## begin DATA FOR PROCESSING

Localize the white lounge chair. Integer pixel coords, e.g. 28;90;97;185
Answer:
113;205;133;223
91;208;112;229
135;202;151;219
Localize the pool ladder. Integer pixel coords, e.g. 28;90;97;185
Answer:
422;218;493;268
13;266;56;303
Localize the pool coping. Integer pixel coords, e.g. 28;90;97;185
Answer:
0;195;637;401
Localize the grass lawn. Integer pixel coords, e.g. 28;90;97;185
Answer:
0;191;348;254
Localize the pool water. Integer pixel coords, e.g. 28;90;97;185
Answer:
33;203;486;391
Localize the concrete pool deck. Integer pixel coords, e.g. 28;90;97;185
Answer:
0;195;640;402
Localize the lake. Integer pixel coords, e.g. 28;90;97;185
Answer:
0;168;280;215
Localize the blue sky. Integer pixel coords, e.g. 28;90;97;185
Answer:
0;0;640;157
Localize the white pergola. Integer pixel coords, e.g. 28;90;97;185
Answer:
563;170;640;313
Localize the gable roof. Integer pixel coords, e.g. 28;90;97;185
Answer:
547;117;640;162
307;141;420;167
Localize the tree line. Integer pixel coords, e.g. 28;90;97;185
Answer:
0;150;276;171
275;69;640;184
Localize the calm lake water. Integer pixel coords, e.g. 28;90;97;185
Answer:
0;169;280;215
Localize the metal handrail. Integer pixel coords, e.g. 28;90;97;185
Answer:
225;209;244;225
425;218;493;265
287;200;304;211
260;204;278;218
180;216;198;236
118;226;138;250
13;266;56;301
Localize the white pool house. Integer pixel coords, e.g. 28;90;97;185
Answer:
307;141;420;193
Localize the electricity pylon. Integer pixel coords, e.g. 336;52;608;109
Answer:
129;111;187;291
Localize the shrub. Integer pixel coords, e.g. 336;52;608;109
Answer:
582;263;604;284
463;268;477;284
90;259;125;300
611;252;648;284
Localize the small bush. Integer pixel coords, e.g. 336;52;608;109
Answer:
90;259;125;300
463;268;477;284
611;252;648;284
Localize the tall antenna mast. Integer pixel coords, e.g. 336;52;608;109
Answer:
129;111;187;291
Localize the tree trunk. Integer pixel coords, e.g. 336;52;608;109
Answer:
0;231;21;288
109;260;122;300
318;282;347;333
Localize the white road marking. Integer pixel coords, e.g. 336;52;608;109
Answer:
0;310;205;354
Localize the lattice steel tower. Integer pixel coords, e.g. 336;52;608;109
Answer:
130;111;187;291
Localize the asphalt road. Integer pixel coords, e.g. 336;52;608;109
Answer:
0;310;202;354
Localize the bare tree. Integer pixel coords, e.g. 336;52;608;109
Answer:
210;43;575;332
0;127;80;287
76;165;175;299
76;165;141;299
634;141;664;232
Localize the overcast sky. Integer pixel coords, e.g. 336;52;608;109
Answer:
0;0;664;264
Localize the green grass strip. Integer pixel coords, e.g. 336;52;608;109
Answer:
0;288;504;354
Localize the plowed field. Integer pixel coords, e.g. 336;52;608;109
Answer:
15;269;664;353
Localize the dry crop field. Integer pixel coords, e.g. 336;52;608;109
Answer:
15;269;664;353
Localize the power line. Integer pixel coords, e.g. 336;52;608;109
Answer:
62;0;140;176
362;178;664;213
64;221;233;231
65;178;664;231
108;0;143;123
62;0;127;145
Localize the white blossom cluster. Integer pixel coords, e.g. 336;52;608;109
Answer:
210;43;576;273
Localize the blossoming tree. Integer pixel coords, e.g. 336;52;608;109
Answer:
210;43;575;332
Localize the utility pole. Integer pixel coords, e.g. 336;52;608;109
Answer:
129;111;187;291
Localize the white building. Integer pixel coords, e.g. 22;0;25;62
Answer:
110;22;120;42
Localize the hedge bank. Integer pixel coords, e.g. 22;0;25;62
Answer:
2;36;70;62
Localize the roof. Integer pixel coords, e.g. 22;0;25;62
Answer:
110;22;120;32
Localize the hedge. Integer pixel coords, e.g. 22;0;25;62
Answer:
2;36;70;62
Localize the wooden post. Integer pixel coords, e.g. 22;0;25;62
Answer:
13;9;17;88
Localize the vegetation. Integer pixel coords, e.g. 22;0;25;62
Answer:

## end DATA FOR PROCESSING

» GIVEN EXERCISE:
Reproduce every one of the entries above line for line, with no change to any wording, number, or punctuation.

» THE COMPLETED TASK:
Localize the white lounge chair. Integer pixel coords, e.g. 28;90;97;185
Answer:
113;205;133;223
91;208;112;229
135;202;151;219
Localize the pool ladder. Integer pixel coords, e.g. 28;90;97;185
Answer:
422;218;493;268
13;266;56;303
Localize the pool coping. Integer pixel coords, e.g. 28;90;97;185
Answer:
0;195;637;401
Localize the grass lawn. Integer pixel coords, e.g. 28;90;97;185
Answer:
0;191;348;254
Localize the pool water. Integer pixel coords, e.g. 28;90;97;185
Answer:
33;203;486;391
Localize the concrete pool deck. Integer pixel coords, e.g. 28;90;97;185
Answer:
0;195;640;402
Localize the lake. Integer pixel coords, e.g. 28;90;97;185
Answer:
0;168;280;215
Localize the blue sky. Integer pixel coords, e.g. 28;90;97;185
Answer:
0;0;640;157
Localize the white pergola. Integer pixel coords, e.g. 28;90;97;185
Answer:
563;170;640;313
Localize the gable roof. Integer pixel coords, e.g. 28;90;97;185
Answer:
547;117;640;162
307;141;420;167
Localize the tree line. Integer pixel coords, e.g. 28;90;97;185
Answer:
0;150;276;171
275;69;640;184
Localize the calm lake water. Integer pixel coords, e.g. 28;90;97;185
Answer:
0;169;280;215
Localize the metal handrail. Integer pixel coords, e.g. 28;90;97;185
Answer:
225;209;244;225
425;218;493;265
287;200;304;211
260;204;278;218
180;216;198;236
118;226;138;250
13;266;56;301
Localize the white pool house. Integer pixel coords, e.g. 28;90;97;185
Answer:
307;141;420;193
Localize the electricity pylon. Integer pixel coords, e.g. 336;52;608;109
Answer:
129;111;187;291
Localize the shrub. Integer pixel coords, e.g. 336;52;608;109
Answer:
582;263;604;284
463;268;477;284
90;259;125;300
611;252;648;284
Localize the small bush. Integer pixel coords, e.g. 336;52;608;109
Answer:
90;259;125;300
463;268;477;284
611;252;648;284
Localize the tall antenna mast. Integer pixel coords, e.g. 336;52;608;109
Answer:
129;111;187;291
Localize the tree trunk. Integer pixel coords, e.g. 336;52;608;109
Answer:
0;231;21;288
109;260;122;300
318;282;347;333
Localize the white road marking. Integer pixel coords, e.g. 336;52;608;109
Answer:
0;310;205;354
Localize the lattice steel tower. Integer pixel coords, e.g. 336;52;608;109
Answer:
130;111;187;291
Localize the asphalt road. Integer pixel coords, e.g. 336;52;608;109
Answer:
0;310;202;354
Localize the bare tree. Integer pixel coords, e.g. 336;52;608;109
Answer:
210;43;575;332
0;127;80;287
76;165;175;299
76;165;141;299
634;141;664;232
Localize the overcast sky. Integer pixel coords, e.g. 336;52;608;109
Answer:
0;0;664;264
Localize the green grass strip. Integer pixel coords, e.g. 336;52;608;109
Answer:
0;288;504;354
Localize the plowed field. Integer pixel coords, e.g. 336;52;608;109
Answer:
15;269;664;353
Localize the dry crop field. Integer pixel coords, e.g. 336;52;608;109
Answer:
15;269;664;353
Localize the power line. Integer pixel coords, e.g. 336;52;608;109
Answer:
62;0;140;176
362;178;664;213
64;221;233;231
65;178;664;231
108;0;143;123
62;0;127;145
Localize the white blossom cluster. Integer pixel coords, e.g. 336;52;608;109
Answer:
210;43;576;273
Localize the blossoming tree. Integer pixel coords, e.g. 336;52;608;109
Answer:
210;43;575;332
Localize the utility pole. Integer pixel coords, e.g. 336;52;608;109
Answer:
129;111;187;291
Localize the white building. Integer pixel coords, e.g. 22;0;25;62
Answer:
110;22;120;42
Localize the hedge bank. Integer pixel coords, e.g. 22;0;25;62
Answer:
2;36;70;62
Localize the roof. Integer pixel coords, e.g. 22;0;25;62
Answer:
110;22;120;32
Localize the hedge. Integer pixel coords, e.g. 22;0;25;62
Answer:
2;36;70;62
Localize the wooden post. Integer pixel coords, e.g. 22;0;25;62
Answer:
13;9;17;88
Localize the vegetation. Integer pixel coords, e.g. 22;0;25;62
Answer:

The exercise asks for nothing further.